Provided text →
+++

It might seem risky to hedge one’s bets on the city agreeing to do a rigorous environmental review. Time and again, community groups have found that when they loudly demand more comprehensive environmental reviews, the city has proceeded to use the same method of analysis that critics say underestimates the negative impacts of development. LESON argues that this situation is different from most zoning changes, in which the developer is not legally required to prove that the project’s negative environmental impacts will be mitigated. In this case, the “findings” clause of Chapter 8 of the zoning text legally mandates that the changes have no negative impacts on air, light, traffic congestion, etcetera.

Chin and other groups that are the target of LESON’s criticism say they support LESON’s goal to get the commission to evaluate “findings”—they just also think ULURP is a necessity. A spokesperson for Chin says it’s a possibility that the developers would find a way to convince the City Planning Commission that the four giant towers of mostly luxury housing will indeed reach the mandated “findings,” so they think ULURP might be the only way to provide real protections for the community.

As to the question of whether Chin and others are fighting to stop the towers or just for community benefits, Chin’s spokesperson says she’s focused on ULURP because she wants to create an opportunity for real community input into the projects. The ultimate outcome could mean more community benefits or a rejection of the project—all that would depend on residents’ input during ULURP.

And other groups like GOLES and CAAAV told City Limits that their support for ULURP and UJC’s letter in no way means they’ve given up on passing the Chinatown Working Group Plan and rezoning the waterfront before the developments can be built—in fact, it’s still one of their priorities.

Chin’s struggle

In addition to throwing her weight behind UJC’s lawsuit, Chin also introduced a bill last week that would allow elected officials to fast-track certain changes to the zoning text (excluding rezonings). The bill would allow elected officials to skip the “pre-application” phase of paperwork and meetings that proceed the start of environmental review and ULURP. Chin hopes that with such legislation passed, she’ll be able to immediately make a change to the zoning text to make it absolute that any development in an LSRD requires a special permit and must go through ULURP.

+++

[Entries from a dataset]
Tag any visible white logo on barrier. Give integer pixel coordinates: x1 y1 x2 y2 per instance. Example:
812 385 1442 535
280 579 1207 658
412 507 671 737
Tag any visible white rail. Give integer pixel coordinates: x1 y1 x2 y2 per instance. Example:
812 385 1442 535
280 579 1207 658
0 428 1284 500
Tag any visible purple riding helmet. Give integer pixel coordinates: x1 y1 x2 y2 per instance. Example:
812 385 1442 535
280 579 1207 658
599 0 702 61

+++

Your tasks →
**1.** In the passage about the Chinatown towers, why does a spokesperson for Chin say ULURP might be the only way to provide real protections for the community? Answer in one to three sentences.
**2.** Answer these questions using the passage about the Chinatown towers:
(a) How many towers are planned?
(b) Which two groups told City Limits that their support for ULURP does not mean they have given up on the Chinatown Working Group Plan?
(c) Which phase would Chin's bill let elected officials skip?
**3.** Reproduce the passage about the Chinatown towers from "In addition to" to "go through ULURP.".

Complete answers →
**1.** The spokesperson says the developers might find a way to convince the City Planning Commission that the four giant towers of mostly luxury housing will reach the mandated "findings." Because of that possibility, Chin's side thinks ULURP might be the only way to provide real protections.

**2.**
(a) Four.
(b) GOLES and CAAAV.
(c) The "pre-application" phase of paperwork and meetings.

**3.**
In addition to throwing her weight behind UJC’s lawsuit, Chin also introduced a bill last week that would allow elected officials to fast-track certain changes to the zoning text (excluding rezonings). The bill would allow elected officials to skip the “pre-application” phase of paperwork and meetings that proceed the start of environmental review and ULURP. Chin hopes that with such legislation passed, she’ll be able to immediately make a change to the zoning text to make it absolute that any development in an LSRD requires a special permit and must go through ULURP.